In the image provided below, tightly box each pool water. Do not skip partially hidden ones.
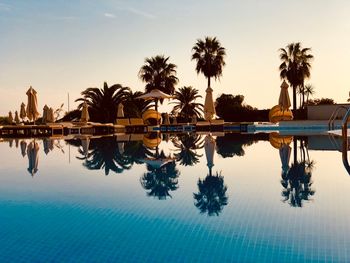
[0,134,350,262]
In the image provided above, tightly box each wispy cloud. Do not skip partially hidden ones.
[117,6,156,19]
[126,7,156,19]
[104,13,115,18]
[0,3,11,12]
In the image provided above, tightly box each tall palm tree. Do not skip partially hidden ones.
[305,84,315,104]
[139,55,179,95]
[279,42,313,110]
[75,82,130,123]
[192,37,226,87]
[122,90,151,118]
[173,86,203,119]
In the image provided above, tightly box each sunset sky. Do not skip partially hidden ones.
[0,0,350,115]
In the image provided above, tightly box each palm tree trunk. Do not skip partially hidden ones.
[293,86,297,110]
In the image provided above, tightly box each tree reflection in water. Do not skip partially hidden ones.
[172,133,203,166]
[281,138,315,207]
[193,173,228,216]
[77,137,132,175]
[140,152,180,200]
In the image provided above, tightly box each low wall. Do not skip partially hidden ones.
[307,103,350,120]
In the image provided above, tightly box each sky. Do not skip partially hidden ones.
[0,0,350,116]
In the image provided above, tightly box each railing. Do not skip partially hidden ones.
[328,105,349,130]
[342,109,350,175]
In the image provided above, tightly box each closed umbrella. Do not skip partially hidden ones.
[19,102,27,121]
[117,103,124,118]
[163,113,170,125]
[279,144,292,174]
[42,104,49,123]
[191,114,197,123]
[80,101,90,122]
[137,89,173,111]
[204,134,216,176]
[20,140,27,157]
[47,108,55,122]
[26,87,39,123]
[204,87,216,121]
[15,111,20,124]
[27,141,39,176]
[9,111,13,124]
[278,80,291,111]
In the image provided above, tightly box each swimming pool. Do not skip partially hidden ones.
[0,134,350,262]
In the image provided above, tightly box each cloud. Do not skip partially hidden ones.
[104,13,115,18]
[0,3,11,11]
[126,7,156,19]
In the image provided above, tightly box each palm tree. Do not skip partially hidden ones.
[76,82,130,123]
[279,42,313,110]
[173,86,203,119]
[193,173,228,216]
[305,84,315,104]
[140,159,180,200]
[192,37,226,87]
[123,90,151,118]
[139,55,179,95]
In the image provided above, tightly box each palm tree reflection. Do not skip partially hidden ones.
[193,173,228,216]
[173,133,203,166]
[281,138,315,207]
[140,152,180,200]
[77,137,132,175]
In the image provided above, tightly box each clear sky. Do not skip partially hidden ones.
[0,0,350,115]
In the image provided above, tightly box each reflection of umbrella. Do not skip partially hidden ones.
[279,144,292,173]
[47,108,55,122]
[43,138,53,155]
[141,158,174,169]
[143,135,162,149]
[163,112,170,125]
[27,141,39,176]
[15,111,20,124]
[26,87,39,122]
[9,111,13,124]
[204,87,216,121]
[43,104,49,123]
[204,134,215,176]
[80,101,90,122]
[19,102,27,120]
[269,132,293,149]
[80,137,90,157]
[117,103,124,118]
[278,80,291,111]
[20,140,27,157]
[137,89,173,111]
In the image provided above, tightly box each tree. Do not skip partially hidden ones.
[122,90,151,118]
[192,37,226,87]
[305,84,315,104]
[279,42,313,110]
[173,86,203,119]
[76,82,130,123]
[139,55,179,95]
[193,173,228,216]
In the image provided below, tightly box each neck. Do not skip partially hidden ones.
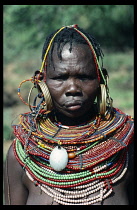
[55,106,97,126]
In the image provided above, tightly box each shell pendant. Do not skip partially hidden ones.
[49,146,68,171]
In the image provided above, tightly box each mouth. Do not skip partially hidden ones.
[65,101,82,111]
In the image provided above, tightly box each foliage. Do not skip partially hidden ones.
[4,5,134,62]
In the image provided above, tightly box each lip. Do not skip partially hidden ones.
[65,102,82,111]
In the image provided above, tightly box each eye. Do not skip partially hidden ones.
[78,75,95,81]
[52,75,68,81]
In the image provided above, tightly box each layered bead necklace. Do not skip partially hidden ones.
[13,109,133,205]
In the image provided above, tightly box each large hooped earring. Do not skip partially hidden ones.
[97,84,107,115]
[37,81,53,111]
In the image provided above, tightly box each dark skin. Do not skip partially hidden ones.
[5,45,133,205]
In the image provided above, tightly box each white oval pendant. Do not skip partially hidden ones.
[49,146,68,171]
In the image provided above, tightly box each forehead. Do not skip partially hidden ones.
[47,43,94,65]
[47,44,96,76]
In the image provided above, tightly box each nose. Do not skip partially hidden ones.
[65,79,82,96]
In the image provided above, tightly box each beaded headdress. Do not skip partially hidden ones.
[18,24,112,115]
[13,25,134,205]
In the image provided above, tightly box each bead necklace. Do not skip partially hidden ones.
[13,109,133,205]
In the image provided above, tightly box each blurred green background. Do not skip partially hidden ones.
[3,5,134,159]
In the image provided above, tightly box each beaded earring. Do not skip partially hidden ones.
[97,69,113,116]
[97,84,106,115]
[37,81,53,111]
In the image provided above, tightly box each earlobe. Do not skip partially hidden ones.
[33,70,44,80]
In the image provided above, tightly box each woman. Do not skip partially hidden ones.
[5,25,133,205]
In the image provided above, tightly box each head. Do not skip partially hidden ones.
[39,27,105,123]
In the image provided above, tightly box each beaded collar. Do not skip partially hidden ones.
[13,108,133,205]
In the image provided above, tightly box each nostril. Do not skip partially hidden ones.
[66,92,82,96]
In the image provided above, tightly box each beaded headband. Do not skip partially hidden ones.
[39,24,107,85]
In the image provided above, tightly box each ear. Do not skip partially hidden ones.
[33,70,44,80]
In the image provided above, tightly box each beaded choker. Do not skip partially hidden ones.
[13,109,133,205]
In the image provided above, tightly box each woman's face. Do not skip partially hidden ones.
[46,44,99,118]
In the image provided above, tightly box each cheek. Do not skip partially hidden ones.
[83,80,99,97]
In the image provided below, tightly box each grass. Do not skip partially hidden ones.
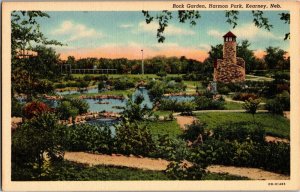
[65,89,135,98]
[225,101,243,110]
[144,120,182,137]
[72,74,182,78]
[196,112,290,138]
[12,161,251,181]
[154,111,172,116]
[246,75,274,81]
[202,173,249,180]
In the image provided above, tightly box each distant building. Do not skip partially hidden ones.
[214,31,246,83]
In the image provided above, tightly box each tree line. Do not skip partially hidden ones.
[63,40,290,76]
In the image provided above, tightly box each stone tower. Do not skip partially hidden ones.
[214,31,245,83]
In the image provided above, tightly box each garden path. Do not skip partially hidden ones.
[65,152,289,180]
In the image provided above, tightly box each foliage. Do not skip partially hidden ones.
[159,99,196,114]
[266,97,283,115]
[11,97,24,117]
[121,94,153,122]
[147,81,165,100]
[156,71,167,77]
[98,81,105,91]
[146,120,182,139]
[195,139,290,174]
[69,98,89,114]
[213,121,266,143]
[195,96,225,110]
[166,161,205,180]
[196,112,290,138]
[12,112,65,178]
[12,161,169,181]
[23,101,50,119]
[243,97,261,116]
[56,100,79,120]
[150,134,188,161]
[264,47,289,69]
[232,93,258,101]
[65,123,114,154]
[115,121,155,156]
[182,121,209,142]
[11,11,62,101]
[111,78,135,90]
[142,10,200,43]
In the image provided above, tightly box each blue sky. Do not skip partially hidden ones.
[35,11,289,60]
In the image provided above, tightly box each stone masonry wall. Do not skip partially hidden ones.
[214,42,245,83]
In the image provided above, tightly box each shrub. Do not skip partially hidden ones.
[151,134,188,161]
[232,93,258,101]
[156,71,167,77]
[83,75,93,81]
[147,81,166,100]
[182,73,199,81]
[11,97,24,117]
[243,97,261,117]
[56,101,79,120]
[266,98,283,115]
[65,123,114,154]
[159,99,196,114]
[98,81,105,91]
[23,101,50,119]
[77,81,89,88]
[11,112,65,179]
[217,85,230,95]
[167,76,183,83]
[182,121,208,142]
[213,122,265,143]
[115,121,155,156]
[69,98,89,114]
[111,78,135,90]
[54,83,66,89]
[193,138,290,174]
[276,91,290,111]
[195,96,225,110]
[166,162,205,180]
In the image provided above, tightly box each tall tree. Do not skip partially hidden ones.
[11,11,62,100]
[237,40,255,71]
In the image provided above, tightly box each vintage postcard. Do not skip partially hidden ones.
[2,1,300,191]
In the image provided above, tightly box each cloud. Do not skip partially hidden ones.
[119,24,133,29]
[207,23,282,41]
[138,22,196,36]
[207,29,225,38]
[199,44,211,51]
[60,42,208,61]
[52,21,103,42]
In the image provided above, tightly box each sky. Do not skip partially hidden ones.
[34,11,289,61]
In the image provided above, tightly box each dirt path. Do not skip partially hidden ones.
[207,165,290,180]
[65,152,289,180]
[64,152,169,171]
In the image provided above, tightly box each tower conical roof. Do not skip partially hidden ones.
[223,31,236,38]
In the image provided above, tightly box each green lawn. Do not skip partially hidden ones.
[154,111,172,116]
[196,112,290,138]
[12,161,251,181]
[65,89,135,98]
[144,120,182,137]
[225,101,243,110]
[72,74,182,78]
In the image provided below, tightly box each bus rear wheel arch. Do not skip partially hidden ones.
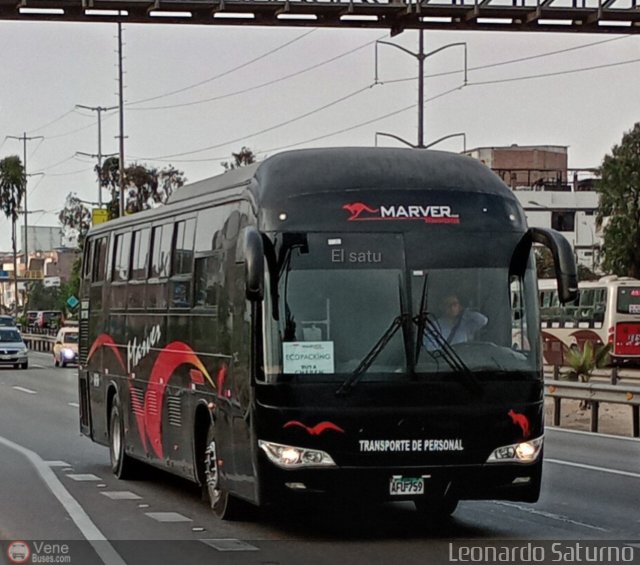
[109,393,136,480]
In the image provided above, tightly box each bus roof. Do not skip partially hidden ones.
[168,147,515,204]
[90,147,524,235]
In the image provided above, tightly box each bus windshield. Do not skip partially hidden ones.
[265,234,539,382]
[411,268,539,373]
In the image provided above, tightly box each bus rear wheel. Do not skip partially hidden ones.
[109,394,135,480]
[203,424,243,520]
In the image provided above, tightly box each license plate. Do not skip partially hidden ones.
[389,477,424,496]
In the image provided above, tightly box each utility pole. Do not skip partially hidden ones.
[118,22,124,218]
[7,132,44,270]
[374,29,467,149]
[76,104,118,208]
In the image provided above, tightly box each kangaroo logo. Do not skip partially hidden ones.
[342,202,380,221]
[282,420,344,436]
[508,410,529,439]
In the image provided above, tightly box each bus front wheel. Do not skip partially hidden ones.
[204,424,243,520]
[109,394,135,480]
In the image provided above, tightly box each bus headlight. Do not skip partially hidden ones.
[487,436,543,463]
[258,440,336,469]
[62,347,76,359]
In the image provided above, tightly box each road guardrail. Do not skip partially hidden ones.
[544,379,640,437]
[22,334,56,352]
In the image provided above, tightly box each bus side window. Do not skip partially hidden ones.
[169,218,196,308]
[111,232,131,308]
[128,228,151,308]
[194,253,222,308]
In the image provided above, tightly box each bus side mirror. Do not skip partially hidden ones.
[243,227,264,302]
[529,228,578,304]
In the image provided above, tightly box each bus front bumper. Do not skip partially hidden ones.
[261,457,542,502]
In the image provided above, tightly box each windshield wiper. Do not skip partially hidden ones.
[413,273,482,392]
[336,314,409,396]
[413,311,483,393]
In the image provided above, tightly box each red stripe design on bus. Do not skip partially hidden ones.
[87,334,216,458]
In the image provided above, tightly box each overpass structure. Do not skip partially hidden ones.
[0,0,640,35]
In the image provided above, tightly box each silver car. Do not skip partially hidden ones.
[0,327,29,369]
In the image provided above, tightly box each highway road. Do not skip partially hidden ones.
[0,352,640,565]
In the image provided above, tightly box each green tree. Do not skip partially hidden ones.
[534,247,556,279]
[222,145,257,171]
[596,122,640,278]
[58,192,91,249]
[0,155,27,316]
[96,157,186,219]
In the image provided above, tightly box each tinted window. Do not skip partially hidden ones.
[617,287,640,314]
[194,207,225,253]
[113,233,131,281]
[173,219,196,275]
[91,237,107,282]
[149,224,173,278]
[131,228,150,280]
[0,330,22,343]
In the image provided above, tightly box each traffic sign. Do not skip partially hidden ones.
[91,208,109,226]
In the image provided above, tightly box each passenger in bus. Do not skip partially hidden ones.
[426,294,489,349]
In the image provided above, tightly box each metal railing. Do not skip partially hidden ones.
[22,334,56,352]
[544,367,640,437]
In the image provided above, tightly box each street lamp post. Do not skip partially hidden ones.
[375,29,467,149]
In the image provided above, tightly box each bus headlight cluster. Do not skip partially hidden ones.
[62,348,76,359]
[487,436,543,463]
[258,440,335,469]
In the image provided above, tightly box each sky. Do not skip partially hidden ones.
[0,21,640,250]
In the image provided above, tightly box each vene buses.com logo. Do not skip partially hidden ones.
[7,541,31,563]
[342,202,460,224]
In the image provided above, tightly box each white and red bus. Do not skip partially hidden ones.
[538,275,640,365]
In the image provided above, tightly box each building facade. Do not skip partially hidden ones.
[466,145,602,272]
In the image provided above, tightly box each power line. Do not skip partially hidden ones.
[127,28,317,106]
[134,85,465,163]
[139,83,375,161]
[380,35,632,84]
[469,59,640,86]
[27,109,74,133]
[130,35,386,112]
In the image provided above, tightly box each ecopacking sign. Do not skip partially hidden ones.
[342,202,460,224]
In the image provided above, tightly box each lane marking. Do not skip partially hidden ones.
[198,538,260,551]
[65,473,102,481]
[13,386,38,394]
[0,436,127,565]
[145,512,193,522]
[100,490,142,500]
[545,426,640,443]
[544,457,640,479]
[492,500,609,532]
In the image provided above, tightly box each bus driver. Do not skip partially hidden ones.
[426,294,489,349]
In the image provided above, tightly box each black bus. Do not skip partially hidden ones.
[79,148,577,518]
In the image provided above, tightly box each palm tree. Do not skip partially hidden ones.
[564,341,612,410]
[0,155,27,318]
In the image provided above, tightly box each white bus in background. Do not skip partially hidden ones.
[538,275,640,365]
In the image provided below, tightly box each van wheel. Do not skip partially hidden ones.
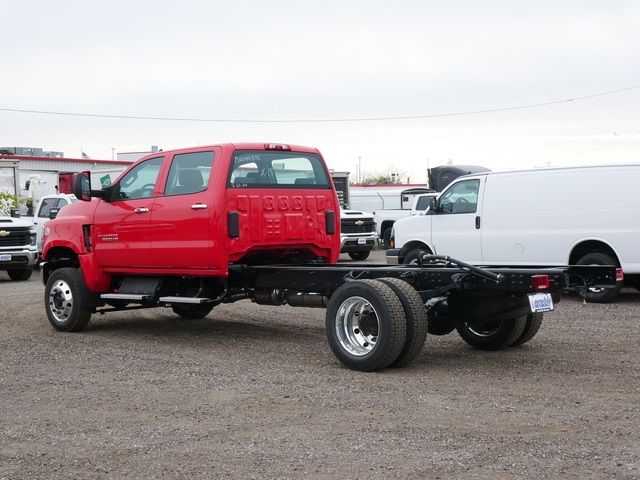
[511,313,543,348]
[44,268,91,332]
[7,268,33,282]
[576,252,622,303]
[172,305,213,320]
[326,280,406,372]
[456,315,527,350]
[402,248,429,265]
[378,278,428,367]
[349,251,370,261]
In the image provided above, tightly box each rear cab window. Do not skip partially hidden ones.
[227,150,331,189]
[164,152,214,195]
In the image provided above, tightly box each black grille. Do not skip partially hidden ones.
[340,218,376,233]
[0,227,31,247]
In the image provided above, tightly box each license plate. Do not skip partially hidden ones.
[529,293,553,312]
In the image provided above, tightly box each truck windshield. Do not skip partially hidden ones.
[227,150,330,189]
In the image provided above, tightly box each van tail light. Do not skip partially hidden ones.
[264,143,291,151]
[531,275,549,290]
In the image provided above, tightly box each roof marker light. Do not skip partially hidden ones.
[264,143,291,150]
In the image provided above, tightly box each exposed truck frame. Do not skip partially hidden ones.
[42,144,616,371]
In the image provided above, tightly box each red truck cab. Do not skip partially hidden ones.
[43,143,340,293]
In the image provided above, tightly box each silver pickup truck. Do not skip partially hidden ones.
[0,216,38,280]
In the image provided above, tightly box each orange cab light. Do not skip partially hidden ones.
[264,143,291,150]
[531,275,549,290]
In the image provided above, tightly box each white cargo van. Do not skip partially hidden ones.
[387,165,640,302]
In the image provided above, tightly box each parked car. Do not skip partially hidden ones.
[340,209,378,261]
[387,165,640,302]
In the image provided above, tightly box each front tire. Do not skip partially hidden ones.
[44,268,91,332]
[379,278,429,367]
[349,251,371,262]
[456,315,533,350]
[326,280,406,372]
[7,268,33,282]
[172,305,213,320]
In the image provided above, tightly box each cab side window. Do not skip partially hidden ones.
[438,180,480,213]
[116,157,164,200]
[38,198,62,219]
[164,152,214,195]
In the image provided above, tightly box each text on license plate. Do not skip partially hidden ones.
[529,293,553,312]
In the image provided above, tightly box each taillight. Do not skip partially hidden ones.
[82,225,91,252]
[264,143,291,150]
[531,275,549,290]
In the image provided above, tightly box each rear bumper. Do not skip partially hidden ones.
[387,248,400,265]
[0,249,38,270]
[340,233,378,253]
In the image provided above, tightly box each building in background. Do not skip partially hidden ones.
[117,145,161,162]
[0,147,133,204]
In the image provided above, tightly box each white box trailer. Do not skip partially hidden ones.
[387,164,640,301]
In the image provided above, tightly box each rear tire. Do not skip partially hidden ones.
[44,268,92,332]
[7,268,33,282]
[456,315,527,350]
[326,280,406,372]
[171,304,213,320]
[576,252,622,303]
[378,278,428,367]
[511,313,543,348]
[349,251,371,262]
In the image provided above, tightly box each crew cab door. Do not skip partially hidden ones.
[94,156,164,270]
[151,148,223,273]
[427,178,484,264]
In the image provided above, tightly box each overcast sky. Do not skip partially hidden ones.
[0,0,640,182]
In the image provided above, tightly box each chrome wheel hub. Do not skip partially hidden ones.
[49,280,73,323]
[335,297,379,357]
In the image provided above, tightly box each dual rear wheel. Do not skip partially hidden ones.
[326,278,543,371]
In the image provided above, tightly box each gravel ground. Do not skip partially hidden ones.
[0,252,640,479]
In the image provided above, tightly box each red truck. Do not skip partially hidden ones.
[42,144,615,371]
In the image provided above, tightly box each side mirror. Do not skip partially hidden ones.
[73,172,91,202]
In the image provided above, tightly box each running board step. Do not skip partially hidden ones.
[158,297,213,305]
[100,293,149,302]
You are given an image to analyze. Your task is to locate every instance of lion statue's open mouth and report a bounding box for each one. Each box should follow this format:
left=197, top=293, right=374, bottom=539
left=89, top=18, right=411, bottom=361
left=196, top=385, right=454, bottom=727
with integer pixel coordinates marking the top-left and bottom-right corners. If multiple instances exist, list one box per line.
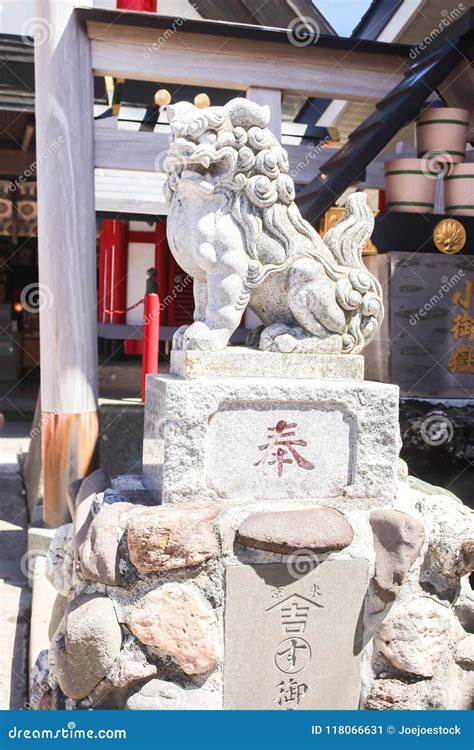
left=165, top=98, right=383, bottom=353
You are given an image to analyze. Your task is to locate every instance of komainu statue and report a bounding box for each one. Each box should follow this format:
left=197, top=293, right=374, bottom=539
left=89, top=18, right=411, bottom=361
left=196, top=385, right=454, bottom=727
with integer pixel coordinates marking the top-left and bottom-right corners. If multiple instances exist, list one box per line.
left=165, top=98, right=383, bottom=353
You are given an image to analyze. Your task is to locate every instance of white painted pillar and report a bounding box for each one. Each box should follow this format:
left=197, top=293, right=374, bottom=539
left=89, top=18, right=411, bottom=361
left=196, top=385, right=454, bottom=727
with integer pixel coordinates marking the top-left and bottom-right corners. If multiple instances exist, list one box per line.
left=35, top=0, right=98, bottom=526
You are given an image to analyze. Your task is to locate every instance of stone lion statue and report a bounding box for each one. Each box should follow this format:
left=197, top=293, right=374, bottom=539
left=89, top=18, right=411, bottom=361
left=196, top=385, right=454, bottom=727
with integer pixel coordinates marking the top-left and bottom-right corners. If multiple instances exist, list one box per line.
left=165, top=98, right=383, bottom=353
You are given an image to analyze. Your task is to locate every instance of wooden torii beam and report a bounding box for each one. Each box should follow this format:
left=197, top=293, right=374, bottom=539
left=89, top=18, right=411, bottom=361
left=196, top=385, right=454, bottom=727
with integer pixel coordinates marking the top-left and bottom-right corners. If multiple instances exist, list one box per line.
left=35, top=0, right=98, bottom=526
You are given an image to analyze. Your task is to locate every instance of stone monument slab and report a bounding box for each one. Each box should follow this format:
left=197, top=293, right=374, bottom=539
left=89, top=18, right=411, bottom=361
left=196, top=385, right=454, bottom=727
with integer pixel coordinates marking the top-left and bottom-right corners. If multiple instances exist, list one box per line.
left=143, top=376, right=399, bottom=502
left=224, top=557, right=368, bottom=710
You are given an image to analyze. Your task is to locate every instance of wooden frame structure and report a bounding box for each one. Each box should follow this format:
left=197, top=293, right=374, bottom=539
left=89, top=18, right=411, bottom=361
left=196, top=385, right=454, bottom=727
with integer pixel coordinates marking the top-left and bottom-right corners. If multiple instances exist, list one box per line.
left=35, top=0, right=409, bottom=526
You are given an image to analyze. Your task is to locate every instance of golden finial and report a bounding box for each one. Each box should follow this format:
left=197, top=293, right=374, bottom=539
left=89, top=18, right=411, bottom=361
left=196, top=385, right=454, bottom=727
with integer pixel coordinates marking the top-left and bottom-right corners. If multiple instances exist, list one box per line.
left=433, top=219, right=467, bottom=255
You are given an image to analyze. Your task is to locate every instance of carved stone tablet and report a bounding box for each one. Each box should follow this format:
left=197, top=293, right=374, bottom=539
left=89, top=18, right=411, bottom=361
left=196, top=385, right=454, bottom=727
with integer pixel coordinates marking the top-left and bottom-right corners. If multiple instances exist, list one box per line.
left=206, top=402, right=356, bottom=499
left=224, top=557, right=368, bottom=710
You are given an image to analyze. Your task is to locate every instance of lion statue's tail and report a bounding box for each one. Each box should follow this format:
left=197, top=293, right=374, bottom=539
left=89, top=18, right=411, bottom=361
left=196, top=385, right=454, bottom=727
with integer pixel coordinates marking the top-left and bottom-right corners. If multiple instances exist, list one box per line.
left=323, top=193, right=384, bottom=351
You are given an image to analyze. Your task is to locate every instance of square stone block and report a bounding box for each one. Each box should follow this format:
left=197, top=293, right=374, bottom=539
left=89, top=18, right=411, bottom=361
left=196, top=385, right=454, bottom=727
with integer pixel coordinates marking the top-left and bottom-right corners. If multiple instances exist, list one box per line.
left=224, top=557, right=368, bottom=711
left=170, top=346, right=364, bottom=380
left=143, top=375, right=400, bottom=502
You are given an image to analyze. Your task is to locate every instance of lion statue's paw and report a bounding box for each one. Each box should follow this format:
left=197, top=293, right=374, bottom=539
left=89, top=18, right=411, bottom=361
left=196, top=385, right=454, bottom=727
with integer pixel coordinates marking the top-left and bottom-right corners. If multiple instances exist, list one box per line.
left=173, top=321, right=229, bottom=352
left=259, top=323, right=342, bottom=354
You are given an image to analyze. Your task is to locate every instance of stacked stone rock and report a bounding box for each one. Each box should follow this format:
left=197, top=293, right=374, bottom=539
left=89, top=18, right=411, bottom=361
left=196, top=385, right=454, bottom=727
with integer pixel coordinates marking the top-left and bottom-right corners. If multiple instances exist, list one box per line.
left=32, top=464, right=474, bottom=710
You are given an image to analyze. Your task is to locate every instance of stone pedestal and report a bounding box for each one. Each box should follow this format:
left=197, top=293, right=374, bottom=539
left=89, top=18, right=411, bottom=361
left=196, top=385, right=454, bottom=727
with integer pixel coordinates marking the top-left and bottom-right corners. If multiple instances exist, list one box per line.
left=143, top=349, right=399, bottom=504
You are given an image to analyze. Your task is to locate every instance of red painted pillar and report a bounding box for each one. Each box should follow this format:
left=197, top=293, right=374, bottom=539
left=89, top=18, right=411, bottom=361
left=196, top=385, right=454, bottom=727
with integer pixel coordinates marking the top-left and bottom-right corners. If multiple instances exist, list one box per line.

#####

Problem details => Recast the items as a Markdown table with the columns Row and Line, leaving out blank lines. Begin at the line that contains "In the image provided above, tightly box each beaded collar." and stop after the line that contains "[66,92,82,96]".

Finished task =>
| Row | Line |
|---|---|
| 1 | In the image provided above, tightly box each beaded collar. Do not skip partially hidden ones. |
| 2 | [13,108,133,205] |
| 3 | In the image provided above, tightly box each nostril. Do not skip partially hidden ones. |
| 4 | [66,92,82,96] |